== Exercise set ==
[a] Answer these questions about the forum thread on insuring a modified car.
(i) How much does spiceykam say was spent on body parts?
(ii) Which company does TomS say covered all his performance and cosmetic mods?
(iii) What additional premium was charged after the carbon fibre bonnet and diffuser were declared?
[b] Extend the forum thread on insuring a modified car with one or more further posts that follow on from its last one.

== Document section ==
***

# Modified Insurance - Cosmetic/Performance



## spiceykam (Jul 6, 2012)

Greetings,

It's been a little while since I posted anything on here, but its been good to catch up on what other GTR-R35 owners have been to. Since last year I have spent ooodles on the car, from Stage4 to lighting and bodywork. Now if the car is stolen or involved in an accident, I'm sure I will get whatever the book price is, but I do remember being at a SuperCar event once, and a broker on a stand mentioned that they could cover me for all mods. Does anyone know of such brokers and underwriters ?.

Best regards, 

Kamil (Spiceykam)


----------



## snuffy (Mar 26, 2014)

You mean you're done a shed loads of mods and you're not told your insurance company ? You do understand you won't be covered at all - not just the mods ?


----------



## Adamantium (Jun 24, 2002)

Your insurance will very likely be void if you are running over stock power in any way.

Any mods and short of a nasty legal battle involving the insurance ombudsman and you will get nothing.

Ring competition car insurance now. Do not drive your car or leave it on the public road until you have this sorted.


----------



## spiceykam (Jul 6, 2012)

Hi,

Well I have spent up £4k on body parts, so will contact them for a quote asap, appreciate the reply, I just thought body styling just wouldn't be covered, not affecting the overall insurance.


----------



## TomS (Mar 21, 2012)

A-Plan have covered all my performance and cosmetic mods


----------



## spiceykam (Jul 6, 2012)

Update:

Just mentioned to insurance company, had £4k of carbon fibre fitted, bonnet and diffuser, guess what the additional premium is: £9. Thanks guys, skool boy error but at least I am now covered for the cosmetics.


----------



## snuffy (Mar 26, 2014)

Your first post implies both engine mods and body mods without telling them. You have told them about having stage 4 ?


----------



## spiceykam (Jul 6, 2012)

Hi snuffy, 

Just shopping around, there seem to be a couple of insurance companies that will cover the Stage4, would be useful if Tuning companies gave guidance, or hinted at certain brokers that will cover, and what the expected premium increase could be.


----------



## snuffy (Mar 26, 2014)

spiceykam said:


> Hi snuffy,
> 
> Just shopping around, there seem to be a couple of insurance companies that will cover the Stage4, would be useful if Tuning companies gave guidance, or hinted at certain brokers that will cover, and what the expected premium increase could be.


I'm thinking of stage 2 myself and the insurance is something I'm going to have to have a look at, i.e. ask my current company what the premium will be. I'm not paying that much at the moment (i.e. less than the car tax !) so I don't want it going up too much.

***

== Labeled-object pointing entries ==
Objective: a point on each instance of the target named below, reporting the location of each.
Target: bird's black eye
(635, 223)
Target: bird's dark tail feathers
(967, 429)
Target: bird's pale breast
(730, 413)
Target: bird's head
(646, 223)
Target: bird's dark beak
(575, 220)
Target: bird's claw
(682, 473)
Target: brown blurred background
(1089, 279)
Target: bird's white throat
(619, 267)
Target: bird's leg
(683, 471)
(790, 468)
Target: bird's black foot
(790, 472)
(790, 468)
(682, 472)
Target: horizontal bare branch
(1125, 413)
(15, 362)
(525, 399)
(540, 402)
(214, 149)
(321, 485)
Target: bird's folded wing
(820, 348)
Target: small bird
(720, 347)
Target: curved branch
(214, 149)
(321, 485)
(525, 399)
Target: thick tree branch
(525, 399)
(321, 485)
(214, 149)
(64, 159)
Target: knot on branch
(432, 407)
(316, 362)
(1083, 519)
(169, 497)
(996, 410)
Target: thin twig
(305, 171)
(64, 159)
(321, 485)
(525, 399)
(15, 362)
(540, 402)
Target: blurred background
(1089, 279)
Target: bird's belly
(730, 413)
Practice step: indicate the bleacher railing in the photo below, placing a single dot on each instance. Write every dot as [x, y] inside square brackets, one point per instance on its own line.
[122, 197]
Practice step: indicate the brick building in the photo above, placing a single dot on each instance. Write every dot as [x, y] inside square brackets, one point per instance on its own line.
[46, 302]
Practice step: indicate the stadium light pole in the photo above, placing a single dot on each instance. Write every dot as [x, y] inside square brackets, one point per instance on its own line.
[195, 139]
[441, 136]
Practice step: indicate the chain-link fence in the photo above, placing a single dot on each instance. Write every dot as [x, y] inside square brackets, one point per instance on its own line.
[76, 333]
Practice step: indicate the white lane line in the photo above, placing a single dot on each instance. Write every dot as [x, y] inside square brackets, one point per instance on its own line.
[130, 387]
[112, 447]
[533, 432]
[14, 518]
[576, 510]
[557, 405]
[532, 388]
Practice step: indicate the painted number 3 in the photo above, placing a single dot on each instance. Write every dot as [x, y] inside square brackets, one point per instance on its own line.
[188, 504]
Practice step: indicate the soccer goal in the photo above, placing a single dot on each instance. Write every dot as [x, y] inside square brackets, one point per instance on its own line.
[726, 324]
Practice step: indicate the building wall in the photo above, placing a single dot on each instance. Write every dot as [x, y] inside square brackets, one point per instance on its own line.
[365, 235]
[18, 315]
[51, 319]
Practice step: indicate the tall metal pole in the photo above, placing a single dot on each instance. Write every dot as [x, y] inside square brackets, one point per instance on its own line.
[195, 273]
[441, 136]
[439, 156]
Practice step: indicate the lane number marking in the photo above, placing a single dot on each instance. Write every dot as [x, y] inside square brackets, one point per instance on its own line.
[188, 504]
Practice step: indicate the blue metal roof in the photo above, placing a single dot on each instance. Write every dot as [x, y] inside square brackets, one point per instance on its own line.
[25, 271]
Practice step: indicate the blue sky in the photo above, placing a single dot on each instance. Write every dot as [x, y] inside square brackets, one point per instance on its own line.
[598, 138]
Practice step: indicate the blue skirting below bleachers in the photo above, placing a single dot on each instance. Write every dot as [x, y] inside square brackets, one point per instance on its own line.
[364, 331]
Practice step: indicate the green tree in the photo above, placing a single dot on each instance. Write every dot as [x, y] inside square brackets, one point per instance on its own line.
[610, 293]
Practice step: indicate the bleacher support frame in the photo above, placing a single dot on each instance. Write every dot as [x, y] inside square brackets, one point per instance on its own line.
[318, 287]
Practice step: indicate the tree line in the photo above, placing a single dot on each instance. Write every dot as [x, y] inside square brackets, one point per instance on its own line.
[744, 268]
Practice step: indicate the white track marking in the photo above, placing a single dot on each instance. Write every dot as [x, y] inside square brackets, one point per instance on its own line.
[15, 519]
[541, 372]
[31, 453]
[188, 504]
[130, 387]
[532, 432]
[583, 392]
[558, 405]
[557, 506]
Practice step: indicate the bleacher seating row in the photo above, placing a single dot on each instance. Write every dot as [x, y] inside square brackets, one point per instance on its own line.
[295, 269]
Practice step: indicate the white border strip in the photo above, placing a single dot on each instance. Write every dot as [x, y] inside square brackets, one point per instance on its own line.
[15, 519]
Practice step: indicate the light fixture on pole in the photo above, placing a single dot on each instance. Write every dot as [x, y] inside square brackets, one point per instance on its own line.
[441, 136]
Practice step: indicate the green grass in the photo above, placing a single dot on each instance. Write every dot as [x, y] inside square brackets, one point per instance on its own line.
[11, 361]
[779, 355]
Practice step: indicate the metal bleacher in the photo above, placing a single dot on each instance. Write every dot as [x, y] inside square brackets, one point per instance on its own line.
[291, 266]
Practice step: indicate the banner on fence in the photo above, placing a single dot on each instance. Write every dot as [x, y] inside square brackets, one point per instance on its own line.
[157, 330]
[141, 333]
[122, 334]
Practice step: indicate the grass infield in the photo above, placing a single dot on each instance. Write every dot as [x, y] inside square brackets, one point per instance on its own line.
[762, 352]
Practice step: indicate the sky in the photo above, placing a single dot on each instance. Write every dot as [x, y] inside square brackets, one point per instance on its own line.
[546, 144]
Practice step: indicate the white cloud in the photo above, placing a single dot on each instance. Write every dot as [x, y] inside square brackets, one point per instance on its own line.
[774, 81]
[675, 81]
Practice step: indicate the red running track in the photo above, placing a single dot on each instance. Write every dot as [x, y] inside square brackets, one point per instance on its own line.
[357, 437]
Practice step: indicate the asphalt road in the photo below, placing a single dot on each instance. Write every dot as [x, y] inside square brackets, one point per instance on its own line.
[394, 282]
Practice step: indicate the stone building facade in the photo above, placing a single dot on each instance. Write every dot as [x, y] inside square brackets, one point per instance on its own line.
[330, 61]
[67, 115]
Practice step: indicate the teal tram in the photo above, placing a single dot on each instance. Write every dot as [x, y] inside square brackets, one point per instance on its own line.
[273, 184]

***

== Results of the exercise ==
[a]
(i) £4k
(ii) A-Plan
(iii) £9

[b]
----------



## Karejoca (Mar 5, 2014)

My experience:

Last week I had an SVM 650R upgrade - my premium with Admiral went up by approx 20% to cover this.

Admiral didn't recognise the Stage 4.25 terminology - instead they based the premium on a 25% power increase PLUS the addition of an aftermarket performance exhaust - so HOPE that covers me!


----------



## 5star (Nov 17, 2014)

Typically, what does the insurer ask, and how long does it take them to work out cover? Do they usually quote a premium straight away (e.g. based on something simple like value of mods), or do they generally refer it for a risk analysis?


----------



## snuffy (Mar 26, 2014)

Karejoca said:


> My experience:
> 
> Last week I had an SVM 650R upgrade - my premium with Admiral went up by approx 20% to cover this.
> 
> Admiral didn't recognise the Stage 4.25 terminology - instead they based the premium on a 25% power increase PLUS the addition of an aftermarket performance exhaust - so HOPE that covers me!


I'm with Admiral, so that would be fine for me I hope then.


----------



## Knightwing23 (Aug 6, 2013)

I work in the Insurance trade, have spoken directly to a few underwriters to try and get some mate rates for my GTR when I take it up to Stage 3. They don't understand the terminology and definitely don't understand the difference. They can only evaluate based on the performance increase of the car, as that is what they can plug into their pricing tools to generate a premium.


----------



## SamboGrove (Jun 27, 2010)

Karejoca said:


> My experience:
> 
> Last week I had an SVM 650R upgrade - my premium with Admiral went up by approx 20% to cover this.
> 
> Admiral didn't recognise the Stage 4.25 terminology - instead they based the premium on a 25% power increase PLUS the addition of an aftermarket performance exhaust - so HOPE that covers me!


A 650R will be over 25% increase over standard if an early car. Would be less than 25% on a MY11 or later.

I was with admiral but too many mods now and they wouldn't cover me. Stupid policy of only allowing 6 mods and each little one counts. So skirts, lip, diffuser and wing is 4 mods. Can't put it down as a 'body kit'. Went with sky insurance in the end.


----------



## LMJ (Feb 9, 2011)

Admiral won't insure you if you have changed the injectors.


----------



## Karejoca (Mar 5, 2014)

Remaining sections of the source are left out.